** STATED GOAL A **
According to the conference summary on water and climate, what is the name of the National Weather Service activity cited as one approach to improving streamflow forecasting?
** STATED GOAL B **
Carry on the conference summary on water and climate from the point where it stops.

** EXTRACT **

··········

Dan Tarlock discussed western water law in a climate change context. He believes there are now obvious limits to population growth in the West and these may be affected by climate change, especially if the changes reduce river flow volumes and aquifer recharge. In the spirit of Dr. Brown Weiss's keynote address, Mr. Tarlock also addressed the issue of the rights of future gener-
ations. He noted that there are no legal obligations to future generations—that aquifers can be mined of their water or soil damaged irreparably without consideration for future needs. Consequently, there is no legal incentive to develop conservation strategies or to make efforts to delay use of water into the future. Mr. Tarlock also said that water transfers from farm use to other uses may prove to be one option to mitigate some of the impacts of a changing climate.
John Schaake discussed the role of streamflow forecasting in managing water resources. Improvements in forecasting are being made using new observation schemes and increased computing power. One approach is the National Weather Service's "Extended Streamflow Prediction" (ESP) activity. Most forecasting assumes statistical stationarity in the scenarios used, but Dr. Schaake noted that a fundamental question of science needs to be addressed: when will it be necessary to abandon the use of statistically stationary precipitation sequences in the ESP technique? Improved forecasting will take advantage of newly developed models and use of denser spatial sampling of precipitation, snow cover, water content, and atmospheric temperature. A crucial concern is for deployment of sufficient measurement stations to take advantage of data handling and modeling capabilities. He also noted that it is important to maintain the existing network of long-term hydrologic measurement stations because, while imperfect, they provide the best available data base for comparison purposes.

··········

** RECORD EXCERPTS **

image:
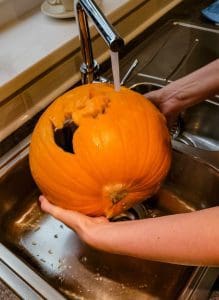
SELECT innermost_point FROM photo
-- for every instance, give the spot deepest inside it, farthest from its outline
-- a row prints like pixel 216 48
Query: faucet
pixel 83 8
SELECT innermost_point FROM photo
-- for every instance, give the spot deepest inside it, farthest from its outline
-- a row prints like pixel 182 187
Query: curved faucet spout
pixel 83 8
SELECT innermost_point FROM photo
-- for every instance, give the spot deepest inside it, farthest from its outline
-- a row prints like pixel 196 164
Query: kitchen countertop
pixel 6 292
pixel 184 11
pixel 40 56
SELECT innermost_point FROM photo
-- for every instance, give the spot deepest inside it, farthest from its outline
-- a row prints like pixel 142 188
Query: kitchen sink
pixel 48 260
pixel 197 125
pixel 75 270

··········

** RESULT A **
The "Extended Streamflow Prediction" (ESP) activity.

** RESULT B **
MANAGEMENT RESPONSES TO CLIMATE VARIABILITY
Gilbert White chaired the third session, which focused on the types of management responses possible to cope with climate variability. He noted that there are many serious resource management concerns, and that in the long run the maintenance of soil and vegetation worldwide could actually be more important than any increase in atmospheric trace gases. He reminded participants that loss of soil and vegetation is an ongoing and extremely serious problem whether or not there is any climate change. When considering climatic issues and management strategies, soil and vegetation preservation should be a paramount concern.
John Keane discussed water management in Arizona's Salt and Verde rivers. The region has a long history of susceptibility to climate variability and thus has lessons to offer related to climate change. This arid region—once dominated by an Indian culture
that disappeared, possibly because of unreliability of water sources—relies on winter generated river flow that is susceptible to warmer atmospheric conditions. The existing water management system of six dams and ground water storage was designed to overcome the region's natural variability.
The Salt-Verde system has been managed to take advantage of the presence of large aquifers by recharging (and pumping) for prolonged periods. This opens up the possibility of joint operation with recharge on the order of years during wet periods and pumping for years during prolonged dry periods. This concept is now known as "cyclic storage" (see, for example, Lettenmaier and Burges, 1982) and may be of considerable importance for making the best use of surface and ground water supplies in arid and semiarid environments where the present climate is naturally variable. Water stored in the ground is a relatively well-known quantity. Water that is to be delivered by precipitation is much less certain. Legal restrictions in the region create difficulties for implementing extensive artificial recharge.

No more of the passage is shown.